» **Task**:
A faithful transcription of all the records is required.

+++

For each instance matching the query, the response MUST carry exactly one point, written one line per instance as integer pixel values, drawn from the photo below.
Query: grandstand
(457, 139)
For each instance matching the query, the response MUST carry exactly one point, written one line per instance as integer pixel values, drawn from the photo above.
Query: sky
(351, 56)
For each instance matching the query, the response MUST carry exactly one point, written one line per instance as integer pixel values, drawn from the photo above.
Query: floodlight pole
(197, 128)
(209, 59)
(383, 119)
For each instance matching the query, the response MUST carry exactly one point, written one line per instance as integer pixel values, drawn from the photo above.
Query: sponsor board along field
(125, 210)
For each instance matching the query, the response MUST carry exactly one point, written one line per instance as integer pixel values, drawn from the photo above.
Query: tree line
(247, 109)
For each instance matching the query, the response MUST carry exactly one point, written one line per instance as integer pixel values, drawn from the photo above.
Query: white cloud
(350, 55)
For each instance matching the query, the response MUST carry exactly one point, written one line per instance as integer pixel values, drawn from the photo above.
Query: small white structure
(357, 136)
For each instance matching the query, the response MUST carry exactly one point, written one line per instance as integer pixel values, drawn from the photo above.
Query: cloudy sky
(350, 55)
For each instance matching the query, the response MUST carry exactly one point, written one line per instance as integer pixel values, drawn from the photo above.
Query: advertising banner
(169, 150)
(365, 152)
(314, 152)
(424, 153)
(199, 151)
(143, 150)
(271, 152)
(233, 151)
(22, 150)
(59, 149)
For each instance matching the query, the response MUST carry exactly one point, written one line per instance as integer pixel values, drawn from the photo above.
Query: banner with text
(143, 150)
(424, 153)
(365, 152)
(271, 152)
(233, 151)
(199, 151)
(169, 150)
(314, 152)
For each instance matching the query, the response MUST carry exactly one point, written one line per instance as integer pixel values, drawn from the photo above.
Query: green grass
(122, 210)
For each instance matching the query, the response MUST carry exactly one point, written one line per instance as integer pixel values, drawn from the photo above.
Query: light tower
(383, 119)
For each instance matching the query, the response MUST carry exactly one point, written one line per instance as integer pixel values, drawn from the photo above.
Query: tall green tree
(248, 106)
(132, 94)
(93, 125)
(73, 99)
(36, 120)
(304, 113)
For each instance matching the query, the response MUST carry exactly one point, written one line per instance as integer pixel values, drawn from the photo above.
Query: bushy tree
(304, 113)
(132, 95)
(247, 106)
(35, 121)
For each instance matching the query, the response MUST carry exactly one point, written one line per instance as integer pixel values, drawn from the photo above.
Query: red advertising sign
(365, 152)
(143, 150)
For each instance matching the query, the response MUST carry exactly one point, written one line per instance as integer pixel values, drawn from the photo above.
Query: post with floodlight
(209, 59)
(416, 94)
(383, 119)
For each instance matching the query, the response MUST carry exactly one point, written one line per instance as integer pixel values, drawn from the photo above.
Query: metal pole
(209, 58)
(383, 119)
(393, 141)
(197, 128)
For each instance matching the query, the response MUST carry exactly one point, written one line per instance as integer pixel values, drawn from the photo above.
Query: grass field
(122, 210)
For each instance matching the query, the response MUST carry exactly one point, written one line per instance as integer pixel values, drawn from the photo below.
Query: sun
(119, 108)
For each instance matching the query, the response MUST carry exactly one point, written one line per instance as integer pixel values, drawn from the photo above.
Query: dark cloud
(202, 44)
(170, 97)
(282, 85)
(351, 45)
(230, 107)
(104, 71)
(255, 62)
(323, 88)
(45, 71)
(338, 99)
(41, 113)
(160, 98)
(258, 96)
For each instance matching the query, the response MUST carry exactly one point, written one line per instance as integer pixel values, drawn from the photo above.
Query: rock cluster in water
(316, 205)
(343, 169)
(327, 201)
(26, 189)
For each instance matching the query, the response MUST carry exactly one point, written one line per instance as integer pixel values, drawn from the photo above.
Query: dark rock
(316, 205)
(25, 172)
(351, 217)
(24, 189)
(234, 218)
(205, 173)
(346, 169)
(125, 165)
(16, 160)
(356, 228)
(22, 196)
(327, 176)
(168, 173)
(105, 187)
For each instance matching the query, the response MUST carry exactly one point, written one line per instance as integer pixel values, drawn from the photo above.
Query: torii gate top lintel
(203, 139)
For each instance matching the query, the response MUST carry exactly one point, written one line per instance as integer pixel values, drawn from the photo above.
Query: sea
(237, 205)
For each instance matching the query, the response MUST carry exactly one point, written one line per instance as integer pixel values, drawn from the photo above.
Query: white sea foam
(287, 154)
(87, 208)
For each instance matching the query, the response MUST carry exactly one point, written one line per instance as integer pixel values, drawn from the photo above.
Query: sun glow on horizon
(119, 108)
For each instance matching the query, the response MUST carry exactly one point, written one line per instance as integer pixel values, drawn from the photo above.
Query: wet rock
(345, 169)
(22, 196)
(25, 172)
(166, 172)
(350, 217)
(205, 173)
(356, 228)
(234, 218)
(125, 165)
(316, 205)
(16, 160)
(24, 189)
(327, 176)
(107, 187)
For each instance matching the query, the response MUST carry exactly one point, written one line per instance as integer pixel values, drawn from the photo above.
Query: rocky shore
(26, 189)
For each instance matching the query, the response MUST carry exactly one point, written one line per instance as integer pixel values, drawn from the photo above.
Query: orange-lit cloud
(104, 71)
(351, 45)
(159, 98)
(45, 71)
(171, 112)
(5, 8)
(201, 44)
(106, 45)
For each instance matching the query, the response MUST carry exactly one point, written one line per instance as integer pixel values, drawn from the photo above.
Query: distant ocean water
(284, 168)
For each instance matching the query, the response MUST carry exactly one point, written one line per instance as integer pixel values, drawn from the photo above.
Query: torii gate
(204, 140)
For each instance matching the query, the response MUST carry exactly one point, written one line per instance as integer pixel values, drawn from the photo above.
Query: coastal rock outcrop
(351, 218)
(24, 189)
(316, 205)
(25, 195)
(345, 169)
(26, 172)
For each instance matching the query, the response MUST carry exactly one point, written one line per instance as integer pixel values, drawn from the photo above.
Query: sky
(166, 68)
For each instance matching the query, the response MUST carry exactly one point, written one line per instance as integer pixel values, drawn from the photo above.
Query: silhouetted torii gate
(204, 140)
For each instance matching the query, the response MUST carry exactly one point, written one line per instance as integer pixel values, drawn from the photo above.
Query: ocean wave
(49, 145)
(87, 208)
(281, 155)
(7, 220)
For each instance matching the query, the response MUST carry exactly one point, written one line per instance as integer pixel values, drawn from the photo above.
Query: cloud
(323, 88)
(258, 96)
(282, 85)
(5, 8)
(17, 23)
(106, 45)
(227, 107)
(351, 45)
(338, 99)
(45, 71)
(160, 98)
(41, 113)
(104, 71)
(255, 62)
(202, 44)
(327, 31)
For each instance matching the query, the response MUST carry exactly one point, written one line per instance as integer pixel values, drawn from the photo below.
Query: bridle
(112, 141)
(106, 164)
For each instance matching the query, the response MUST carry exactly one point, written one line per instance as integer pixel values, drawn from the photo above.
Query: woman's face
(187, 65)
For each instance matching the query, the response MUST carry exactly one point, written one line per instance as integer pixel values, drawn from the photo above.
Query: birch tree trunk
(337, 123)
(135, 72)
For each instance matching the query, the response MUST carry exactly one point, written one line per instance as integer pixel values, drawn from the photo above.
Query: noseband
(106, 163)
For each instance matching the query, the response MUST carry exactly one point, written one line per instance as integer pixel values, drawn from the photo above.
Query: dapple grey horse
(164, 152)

+++

» **Result of this task**:
For each instance matching the query, the response MUST carry exactly one point, written one line per instance as integer pixel values, drawn from the photo below.
Query: grandstand
(457, 139)
For each instance matching the query, the response MUST carry exactly one point, written one line per instance as integer pixel values, drawn from the photo above.
Query: sky
(351, 56)
For each instance matching the query, the response MUST carry exactly one point, written one line per instance as integer pixel values, drawn from the photo above.
Query: floodlight pole
(197, 128)
(209, 59)
(383, 119)
For each instance matching the query, the response MUST carry exactly one point, written one line per instance as integer pixel values, drawn from the photo above.
Query: sponsor board along field
(125, 210)
For each instance matching the query, the response MUST carry exactly one point, written one line per instance as integer pixel values, drawn from the photo above.
Query: tree line
(247, 109)
For each instance matching the query, the response MUST carry exactly one point, written one line per instance as integer pixel values, drawn from the photo above.
Query: white cloud
(350, 55)
For each instance matching the query, the response MUST carry exactly one point, written one line per instance as integer pixel values, drawn from the photo above.
Query: small white structure
(357, 136)
For each instance matching the query, the response MUST carry exactly one point, written one line per instance as integer pixel values, drawn from the photo above.
Query: cloudy sky
(350, 55)
For each instance matching the query, the response MUST carry exactly one point, written one line per instance as integer pixel values, drawn from the photo above.
Query: advertising banner
(169, 150)
(365, 152)
(314, 152)
(424, 153)
(199, 151)
(143, 150)
(271, 152)
(233, 151)
(22, 150)
(59, 149)
For each instance matching the query, the response MUST carry exactly one point, written one line per instance as integer pixel values, drawn from the photo above.
Query: banner with text
(143, 150)
(424, 153)
(365, 152)
(271, 152)
(233, 151)
(199, 151)
(169, 150)
(314, 152)
For each instance matching the query, the response MUST carry exactly one point, written one line per instance as integer pixel values, drawn from the photo above.
Query: green grass
(122, 210)
For each instance matching the query, the response MUST carry exactly one point, written one line per instance as integer pixel values, drawn from the photo above.
Query: light tower
(383, 119)
For each instance matching the query, the response MUST carry exactly one point, written one line per instance as integer pixel values, drawn from the photo above.
Query: tall green tree
(248, 106)
(132, 94)
(93, 125)
(73, 99)
(36, 120)
(304, 113)
For each instance matching the query, the response MUST carry exactly one point, written one line per instance as integer pixel values, drawn from the photo above.
Query: bushy tree
(304, 113)
(132, 95)
(247, 106)
(35, 121)
For each instance matching the query, the response MUST carry exactly one point, written one line per instance as integer pixel values, drawn from the photo above.
Query: red advertising sign
(365, 152)
(143, 150)
For each instance matching the query, the response MUST carry exactly one point, written one line per instance as integer pixel values, drawn from the photo above.
Query: post with floodlight
(209, 59)
(416, 94)
(383, 119)
For each instance matching the query, the response MUST carry exactly one point, written one line per instance as integer pixel values, drawn from the photo above.
Query: metal pole
(209, 58)
(383, 119)
(393, 141)
(197, 128)
For each instance matching the query, the response MUST carry exactly one point, written one line per instance as integer pixel values, drawn from the photo above.
Query: grass field
(122, 210)
For each instance matching the query, the response MUST carry exactly one point, written one line per instance as integer pixel values, drawn from the photo below.
Query: sun
(119, 108)
For each instance matching the query, the response MUST carry exactly one point, written one line per instance as integer pixel values, drawn from the photo above.
Query: dark cloud
(202, 44)
(170, 97)
(282, 85)
(351, 45)
(230, 107)
(104, 71)
(255, 62)
(323, 88)
(45, 71)
(338, 99)
(41, 113)
(160, 98)
(258, 96)
For each instance matching the query, the response MUST carry exactly one point, written one line per instance as integer pixel values, drawn from the photo above.
Query: rock cluster in water
(316, 205)
(343, 169)
(327, 201)
(26, 189)
For each instance matching the query, the response MUST carry exactly one point, written one line per instance as integer pixel values, drawn from the photo above.
Query: dark rock
(316, 205)
(25, 172)
(351, 217)
(24, 189)
(234, 218)
(205, 173)
(346, 169)
(125, 165)
(16, 160)
(356, 228)
(22, 196)
(327, 176)
(168, 173)
(105, 187)
For each instance matching the query, the response MUST carry exactly one point, written one line per instance as integer pixel values, drawn from the photo above.
Query: torii gate top lintel
(203, 139)
For each instance matching the query, the response MUST carry exactly one point, written one line per instance as integer pixel values, drawn from the photo above.
Query: sea
(237, 205)
For each instance matching the query, the response MUST carry exactly one point, written one line per instance as integer pixel values, drawn from the photo above.
Query: white sea foam
(287, 154)
(87, 208)
For each instance matching the query, the response MUST carry exactly one point, written one line per instance as integer pixel values, drawn from the photo above.
Query: sun glow on horizon
(119, 108)
For each instance matching the query, the response MUST carry exactly one point, written one line per instance as integer pixel values, drawn from the photo above.
Query: wet rock
(345, 169)
(22, 196)
(25, 172)
(166, 172)
(350, 217)
(205, 173)
(356, 228)
(234, 218)
(125, 165)
(316, 205)
(16, 160)
(24, 189)
(327, 176)
(107, 187)
For each instance matching the query, the response MUST carry exactly one point, written one line per instance as integer pixel values, drawn from the photo above.
Query: rocky shore
(26, 189)
For each instance matching the query, the response MUST carry exactly one point, written one line per instance as integer pixel values, drawn from the photo above.
Query: orange-lit cloud
(104, 71)
(351, 45)
(159, 98)
(45, 71)
(171, 112)
(5, 8)
(201, 44)
(106, 45)
For each instance matching the query, the response MUST carry exactly one point, written one line per instance as integer pixel values, drawn from the photo above.
Query: distant ocean water
(284, 168)
For each instance matching the query, the response MUST carry exactly one point, written one line per instance as integer pixel values, drawn from the photo above.
Query: torii gate
(204, 140)
For each instance matching the query, the response MUST carry exactly one point, written one line per instance as integer pixel values, drawn from the photo above.
Query: coastal rock outcrop
(351, 218)
(24, 189)
(316, 205)
(25, 195)
(345, 169)
(26, 172)
For each instance matching the query, the response MUST carry exactly one point, written one line per instance as integer pixel values, drawn from the photo above.
Query: sky
(166, 68)
For each instance matching the query, the response MUST carry exactly one point, written one line per instance as integer pixel values, drawn from the photo above.
Query: silhouetted torii gate
(204, 140)
For each instance matching the query, the response MUST carry exactly one point, written one line per instance as integer pixel values, drawn from the photo above.
Query: ocean wave
(49, 145)
(87, 208)
(281, 155)
(7, 220)
For each instance matching the query, the response MUST carry exactly one point, written one line per instance as integer pixel values, drawn from the photo above.
Query: cloud
(323, 88)
(258, 96)
(282, 85)
(5, 8)
(17, 23)
(106, 45)
(227, 107)
(351, 45)
(338, 99)
(45, 71)
(160, 98)
(41, 113)
(104, 71)
(255, 62)
(202, 44)
(327, 31)
For each instance matching the query, the response MUST carry exactly one point, written one line per instance as integer pixel values, drawn from the photo below.
Query: bridle
(112, 141)
(106, 164)
For each instance matching the query, the response MUST carry exactly one point, written one line per instance as integer pixel values, drawn from the photo above.
Query: woman's face
(187, 65)
For each instance matching the query, the response MUST carry exactly one point, written one line per instance as integer pixel values, drawn from the photo above.
Query: birch tree trunk
(337, 123)
(135, 72)
For each instance matching the query, the response MUST carry exactly one point, written one line per instance as integer pixel values, drawn from the photo above.
Query: noseband
(106, 163)
For each instance matching the query, the response MUST carry exactly one point, written one line per instance as integer pixel values, drawn from the photo above.
Query: dapple grey horse
(164, 152)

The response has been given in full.